Copy out the lines of the records below word for word, starting at the line that contains "Practice. Place a point on every instance of the green foliage" and ending with the last line of the records.

PROVIDED MATERIAL:
(begin)

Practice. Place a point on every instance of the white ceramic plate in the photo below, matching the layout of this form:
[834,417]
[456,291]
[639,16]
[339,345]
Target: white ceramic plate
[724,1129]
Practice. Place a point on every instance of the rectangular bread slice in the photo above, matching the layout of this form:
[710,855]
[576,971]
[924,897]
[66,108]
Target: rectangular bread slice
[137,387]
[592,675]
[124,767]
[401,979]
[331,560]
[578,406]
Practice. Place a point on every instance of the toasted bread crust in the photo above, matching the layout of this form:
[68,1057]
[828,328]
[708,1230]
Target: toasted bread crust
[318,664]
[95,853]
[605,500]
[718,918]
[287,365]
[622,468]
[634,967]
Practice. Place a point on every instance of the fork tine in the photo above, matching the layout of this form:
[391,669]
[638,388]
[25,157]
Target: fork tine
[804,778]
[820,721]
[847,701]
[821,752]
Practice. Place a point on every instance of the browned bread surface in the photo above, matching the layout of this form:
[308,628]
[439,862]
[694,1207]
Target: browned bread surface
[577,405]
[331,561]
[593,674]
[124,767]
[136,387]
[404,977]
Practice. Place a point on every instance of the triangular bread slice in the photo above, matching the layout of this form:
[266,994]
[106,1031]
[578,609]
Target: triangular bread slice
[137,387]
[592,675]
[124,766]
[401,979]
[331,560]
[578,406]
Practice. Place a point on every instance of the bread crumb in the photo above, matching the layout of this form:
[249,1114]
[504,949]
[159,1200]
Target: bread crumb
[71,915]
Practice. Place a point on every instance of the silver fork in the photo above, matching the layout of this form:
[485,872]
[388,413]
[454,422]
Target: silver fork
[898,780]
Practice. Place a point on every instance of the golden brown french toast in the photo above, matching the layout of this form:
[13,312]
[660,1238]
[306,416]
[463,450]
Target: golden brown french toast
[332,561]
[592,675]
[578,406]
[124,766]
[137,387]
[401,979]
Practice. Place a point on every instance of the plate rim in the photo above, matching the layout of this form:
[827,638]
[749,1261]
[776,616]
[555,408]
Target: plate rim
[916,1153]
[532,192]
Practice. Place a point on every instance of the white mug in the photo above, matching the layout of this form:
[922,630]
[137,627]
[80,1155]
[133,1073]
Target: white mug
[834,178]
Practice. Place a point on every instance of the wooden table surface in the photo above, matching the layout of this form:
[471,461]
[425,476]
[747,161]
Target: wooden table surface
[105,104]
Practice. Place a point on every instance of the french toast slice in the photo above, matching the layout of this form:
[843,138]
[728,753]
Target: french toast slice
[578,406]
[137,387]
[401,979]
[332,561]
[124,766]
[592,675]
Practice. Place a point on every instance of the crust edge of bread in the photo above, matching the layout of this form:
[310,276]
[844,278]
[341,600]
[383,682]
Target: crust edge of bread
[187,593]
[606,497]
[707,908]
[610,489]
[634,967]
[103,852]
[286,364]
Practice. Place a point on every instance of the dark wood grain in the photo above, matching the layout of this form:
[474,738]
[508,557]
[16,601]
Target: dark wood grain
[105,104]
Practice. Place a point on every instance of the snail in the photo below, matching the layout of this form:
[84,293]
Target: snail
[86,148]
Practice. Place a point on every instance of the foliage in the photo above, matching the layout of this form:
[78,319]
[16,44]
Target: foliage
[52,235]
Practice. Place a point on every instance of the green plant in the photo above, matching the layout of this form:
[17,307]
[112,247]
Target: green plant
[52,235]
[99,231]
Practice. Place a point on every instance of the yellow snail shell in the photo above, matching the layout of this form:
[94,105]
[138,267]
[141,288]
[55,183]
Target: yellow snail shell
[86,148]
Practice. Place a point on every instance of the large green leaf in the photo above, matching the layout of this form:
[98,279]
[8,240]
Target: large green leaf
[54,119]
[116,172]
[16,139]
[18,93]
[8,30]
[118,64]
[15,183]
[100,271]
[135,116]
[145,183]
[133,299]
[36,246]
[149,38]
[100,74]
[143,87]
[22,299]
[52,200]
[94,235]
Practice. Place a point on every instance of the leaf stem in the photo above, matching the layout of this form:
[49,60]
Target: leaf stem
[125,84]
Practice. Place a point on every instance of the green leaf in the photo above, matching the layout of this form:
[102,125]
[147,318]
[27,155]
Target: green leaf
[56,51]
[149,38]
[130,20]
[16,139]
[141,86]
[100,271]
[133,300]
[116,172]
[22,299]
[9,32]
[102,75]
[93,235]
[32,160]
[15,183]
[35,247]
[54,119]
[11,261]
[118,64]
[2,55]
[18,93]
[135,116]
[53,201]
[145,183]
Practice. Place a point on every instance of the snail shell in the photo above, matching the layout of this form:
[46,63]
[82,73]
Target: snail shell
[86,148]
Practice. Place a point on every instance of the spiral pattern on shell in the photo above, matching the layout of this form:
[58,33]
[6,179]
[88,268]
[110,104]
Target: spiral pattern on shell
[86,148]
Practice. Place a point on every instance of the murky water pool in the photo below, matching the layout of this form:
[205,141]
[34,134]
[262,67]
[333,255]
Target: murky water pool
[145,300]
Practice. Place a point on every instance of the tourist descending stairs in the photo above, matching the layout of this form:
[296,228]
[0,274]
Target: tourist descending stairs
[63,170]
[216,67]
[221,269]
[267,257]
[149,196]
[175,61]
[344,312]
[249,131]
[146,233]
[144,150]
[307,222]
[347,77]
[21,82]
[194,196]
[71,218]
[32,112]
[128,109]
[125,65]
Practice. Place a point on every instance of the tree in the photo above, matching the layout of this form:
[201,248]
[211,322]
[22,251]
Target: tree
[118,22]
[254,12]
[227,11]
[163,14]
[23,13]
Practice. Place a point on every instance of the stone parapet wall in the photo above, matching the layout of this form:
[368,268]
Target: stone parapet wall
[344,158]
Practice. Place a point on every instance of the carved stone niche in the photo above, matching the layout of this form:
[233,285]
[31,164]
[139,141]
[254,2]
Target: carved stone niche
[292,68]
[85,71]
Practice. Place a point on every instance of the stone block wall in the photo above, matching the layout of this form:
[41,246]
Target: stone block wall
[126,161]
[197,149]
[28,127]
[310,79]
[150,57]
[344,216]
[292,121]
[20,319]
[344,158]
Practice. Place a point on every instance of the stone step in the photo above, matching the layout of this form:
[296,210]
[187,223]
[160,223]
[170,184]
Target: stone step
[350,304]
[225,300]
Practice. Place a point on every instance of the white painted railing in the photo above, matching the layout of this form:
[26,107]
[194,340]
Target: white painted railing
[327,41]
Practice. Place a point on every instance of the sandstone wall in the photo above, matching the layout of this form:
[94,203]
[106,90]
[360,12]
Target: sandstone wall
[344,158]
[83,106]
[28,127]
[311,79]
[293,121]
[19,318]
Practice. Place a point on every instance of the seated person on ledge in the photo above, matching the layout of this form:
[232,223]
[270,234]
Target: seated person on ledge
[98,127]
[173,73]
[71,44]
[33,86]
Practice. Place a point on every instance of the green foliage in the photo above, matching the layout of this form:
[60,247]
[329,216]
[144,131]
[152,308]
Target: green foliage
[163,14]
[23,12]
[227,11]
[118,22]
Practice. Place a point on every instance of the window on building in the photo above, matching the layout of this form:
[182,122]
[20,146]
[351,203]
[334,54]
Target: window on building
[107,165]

(end)

OUTPUT OF THE EXERCISE:
Practice. Place a point on every instance of the green foliage in the photo above, matching the layout of this form:
[60,247]
[329,216]
[144,131]
[152,308]
Target: green foliage
[163,14]
[23,12]
[227,11]
[118,22]
Practice. Place a point on every instance of the window on building in the photo above, matching the layout of this form:
[182,122]
[20,146]
[351,203]
[334,54]
Target: window on building
[107,165]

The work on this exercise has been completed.